Work instructions –
Rescale the material from the line with "[QA Review Pass] The annotator marked bounding boxes for white" through the end of the material, rewriting every line including the wording and the suggested return layout. Multiply only the bounding box coordinates in the answers by 0.9 and round them to whole numbers with halves rounded up, leaving all other numbers as they are.

— Start Records to process —

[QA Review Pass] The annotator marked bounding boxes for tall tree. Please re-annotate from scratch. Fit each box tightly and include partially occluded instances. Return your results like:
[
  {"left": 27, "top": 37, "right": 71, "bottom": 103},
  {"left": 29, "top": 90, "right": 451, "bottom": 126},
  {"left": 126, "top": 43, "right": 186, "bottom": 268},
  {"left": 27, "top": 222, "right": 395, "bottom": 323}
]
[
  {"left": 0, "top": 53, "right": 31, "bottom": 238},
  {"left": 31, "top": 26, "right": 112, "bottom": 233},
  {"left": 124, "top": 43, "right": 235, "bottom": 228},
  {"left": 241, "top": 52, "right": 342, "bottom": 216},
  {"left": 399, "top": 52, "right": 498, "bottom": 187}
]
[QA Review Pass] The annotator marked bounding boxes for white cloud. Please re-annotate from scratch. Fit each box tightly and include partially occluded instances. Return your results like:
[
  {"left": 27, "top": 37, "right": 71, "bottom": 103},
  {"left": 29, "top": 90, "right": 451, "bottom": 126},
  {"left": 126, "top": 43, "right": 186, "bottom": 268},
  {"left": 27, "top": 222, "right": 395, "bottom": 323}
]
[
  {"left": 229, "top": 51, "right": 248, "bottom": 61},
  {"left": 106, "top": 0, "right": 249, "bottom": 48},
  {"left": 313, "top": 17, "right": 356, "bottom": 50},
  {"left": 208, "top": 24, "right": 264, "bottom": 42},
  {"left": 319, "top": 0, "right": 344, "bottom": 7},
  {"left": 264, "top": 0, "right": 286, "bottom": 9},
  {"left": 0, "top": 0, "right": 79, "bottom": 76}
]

— End Records to process —

Written reply –
[QA Review Pass] The annotator marked bounding boxes for white cloud. Please re-annotate from scratch. Fit each box tightly and include partially occluded instances. Return your results like:
[
  {"left": 27, "top": 37, "right": 71, "bottom": 103},
  {"left": 29, "top": 90, "right": 451, "bottom": 126},
  {"left": 126, "top": 43, "right": 186, "bottom": 268},
  {"left": 27, "top": 222, "right": 395, "bottom": 323}
]
[
  {"left": 206, "top": 46, "right": 223, "bottom": 55},
  {"left": 95, "top": 0, "right": 224, "bottom": 43},
  {"left": 282, "top": 15, "right": 320, "bottom": 45},
  {"left": 187, "top": 22, "right": 238, "bottom": 38},
  {"left": 287, "top": 0, "right": 310, "bottom": 6},
  {"left": 238, "top": 0, "right": 257, "bottom": 8},
  {"left": 0, "top": 0, "right": 71, "bottom": 68}
]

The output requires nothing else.